* Consigne a *
Résumez en deux phrases le texte sur la présidence française de l'Union.

* Document source *
__________________________________________________
C’est encore à l’Europe qu’il attribue la fin de la guerre en Géorgie, le retrait de l’armée d’occupation et l’engagement de négociations internationales sur le statut futur de l’Ossétie du Sud et de l’Abkhasie.

On dira que c’est une autre façon, en creux, de se mettre en valeur. L’important est, là encore, selon son critère favori, que « ça marche ». Pour lui comme pour sa présidence. Il remonte dans les sondages et repasse, pour la première fois depuis des mois, devant François Fillon, son Premier ministre. Sur ses démarches européennes, les chefs des cinq groupes du Parlement lui octroient la note générale de 15,7 sur 20. Et même de 17,2 sur la crise.

À moitié plein, à moitié vide

Avant de prendre la tête de l’Union et alors qu’aucun chef d’État ne prévoyait la grande dépression qui allait s’abattre sur la planète, Sarkozy avait fixé ses objectifs : « À la fin de la présidence française, je voudrais que l’Europe ait une politique de défense, de l’immigration, de l’énergie et de l’environnement. »

Les soudains bruits de bottes russes en Géorgie, puis l’ampleur foudroyante de la crise monétaire et économique, allaient lui imposer d’autres urgences, sans qu’il néglige pour autant l’importance de son programme initial.

Le bilan en sera apprécié à l’aune du verre à moitié plein pour les uns, à moitié vide pour les autres. Il faudra encore beaucoup de temps pour juger à la seule mesure qui compte, celle des résultats, l’efficacité de ce catalogue d’engagements dont le seul énoncé remplissait les 250 pages du document de travail remis aux vingt-sept gouvernements de l’Union. Défense, immigration, asile et, à l’arraché, le « paquet climat »… « Nous sommes allés bien au-delà de nos objectifs », s’est exclamé le chef de l’État.

L’Union saura-t-elle progresser dans la collaboration et l’harmonisation, tout en poursuivant l’élargissement avec ses risques inhérents de conflits d’intérêts et de replis nationalistes ? Voudra-t-elle se doter de cette gouvernance économique souhaitée par la plupart de ses membres sans qu’ils approuvent pour autant la forme d’un véritable gouvernement que voudrait lui donner Sarkozy ?
__________________________________________________
* Lignes de données *
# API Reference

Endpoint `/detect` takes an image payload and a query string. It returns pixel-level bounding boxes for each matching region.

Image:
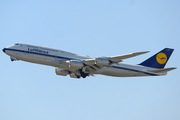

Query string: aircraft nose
[2,48,6,52]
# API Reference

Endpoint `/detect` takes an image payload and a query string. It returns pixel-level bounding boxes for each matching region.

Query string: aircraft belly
[102,67,138,77]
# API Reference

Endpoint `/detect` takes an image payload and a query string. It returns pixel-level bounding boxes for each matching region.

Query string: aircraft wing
[56,51,149,73]
[84,51,149,65]
[109,51,149,62]
[148,67,176,73]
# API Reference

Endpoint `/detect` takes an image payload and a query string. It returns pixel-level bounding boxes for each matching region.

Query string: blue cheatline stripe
[5,48,76,60]
[5,48,159,76]
[109,66,159,76]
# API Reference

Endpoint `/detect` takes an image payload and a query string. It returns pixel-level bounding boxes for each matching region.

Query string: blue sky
[0,0,180,120]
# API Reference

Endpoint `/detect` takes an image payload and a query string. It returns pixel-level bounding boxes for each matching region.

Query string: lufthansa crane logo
[156,53,167,64]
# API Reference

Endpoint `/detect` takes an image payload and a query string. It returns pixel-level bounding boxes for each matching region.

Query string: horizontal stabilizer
[148,67,176,73]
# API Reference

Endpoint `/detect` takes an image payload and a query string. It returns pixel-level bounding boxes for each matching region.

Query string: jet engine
[69,60,84,69]
[95,57,111,65]
[55,68,69,76]
[69,73,81,78]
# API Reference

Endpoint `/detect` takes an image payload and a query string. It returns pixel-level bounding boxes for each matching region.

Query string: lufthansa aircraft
[3,43,176,78]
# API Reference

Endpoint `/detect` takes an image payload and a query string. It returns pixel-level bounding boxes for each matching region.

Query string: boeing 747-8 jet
[3,43,176,78]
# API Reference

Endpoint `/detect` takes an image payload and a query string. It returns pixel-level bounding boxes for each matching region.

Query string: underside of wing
[109,51,149,62]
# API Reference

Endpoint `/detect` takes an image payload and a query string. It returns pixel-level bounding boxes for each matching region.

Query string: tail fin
[139,48,174,68]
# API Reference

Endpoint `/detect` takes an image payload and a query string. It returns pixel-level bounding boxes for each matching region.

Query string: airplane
[2,43,176,78]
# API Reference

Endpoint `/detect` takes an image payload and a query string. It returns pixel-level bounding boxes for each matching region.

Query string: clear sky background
[0,0,180,120]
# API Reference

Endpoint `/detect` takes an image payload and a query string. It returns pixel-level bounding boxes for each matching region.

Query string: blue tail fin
[139,48,174,68]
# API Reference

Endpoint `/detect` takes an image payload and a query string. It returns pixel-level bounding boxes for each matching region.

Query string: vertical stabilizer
[139,48,174,68]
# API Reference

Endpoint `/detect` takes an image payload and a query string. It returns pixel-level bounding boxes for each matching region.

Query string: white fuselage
[5,44,165,77]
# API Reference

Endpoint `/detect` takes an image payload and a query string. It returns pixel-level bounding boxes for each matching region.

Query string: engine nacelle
[69,73,81,78]
[55,68,69,76]
[69,60,84,69]
[95,58,110,65]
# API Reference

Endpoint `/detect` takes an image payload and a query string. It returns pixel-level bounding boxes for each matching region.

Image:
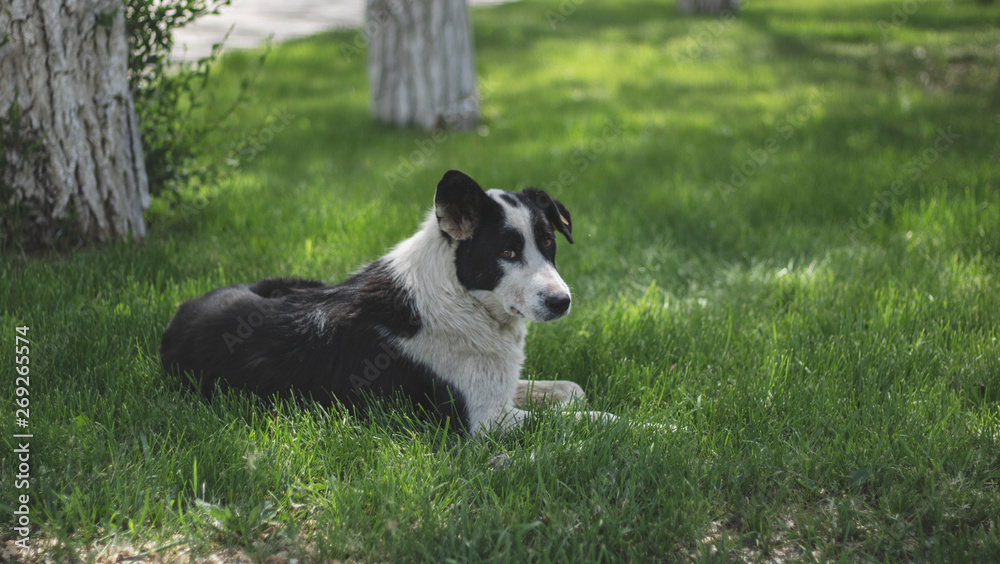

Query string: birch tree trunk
[0,0,149,247]
[677,0,740,16]
[365,0,479,130]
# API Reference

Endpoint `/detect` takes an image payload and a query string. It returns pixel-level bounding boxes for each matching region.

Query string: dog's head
[434,170,573,321]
__________________________________________________
* Consigne b *
Convertissez en tableau Markdown les enregistrements, depuis leur début jusqu'à la ligne contenant « [102,67,138,77] » incluse, avec les colonnes « Numéro » et « Ligne d'enregistrement ». Omettez les lignes vides et les images.

* Corrigé a *
Avant de prendre la tête de l'Union, Sarkozy voulait que l'Europe ait une politique de défense, de l'immigration, de l'énergie et de l'environnement, mais la guerre en Géorgie puis la crise monétaire et économique lui ont imposé d'autres urgences. Il remonte dans les sondages et affirme être allé bien au-delà de ses objectifs, même s'il faudra encore beaucoup de temps pour juger l'efficacité de ses engagements.

* Corrigé b *
| Numéro | Ligne d'enregistrement |
|---|---|
| 1 | # API Reference |
| 2 | Endpoint `/detect` takes an image payload and a query string. It returns pixel-level bounding boxes for each matching region. |
| 3 | Image: |
| 4 | Query string: aircraft nose |
| 5 | [2,48,6,52] |
| 6 | # API Reference |
| 7 | Endpoint `/detect` takes an image payload and a query string. It returns pixel-level bounding boxes for each matching region. |
| 8 | Query string: aircraft belly |
| 9 | [102,67,138,77] |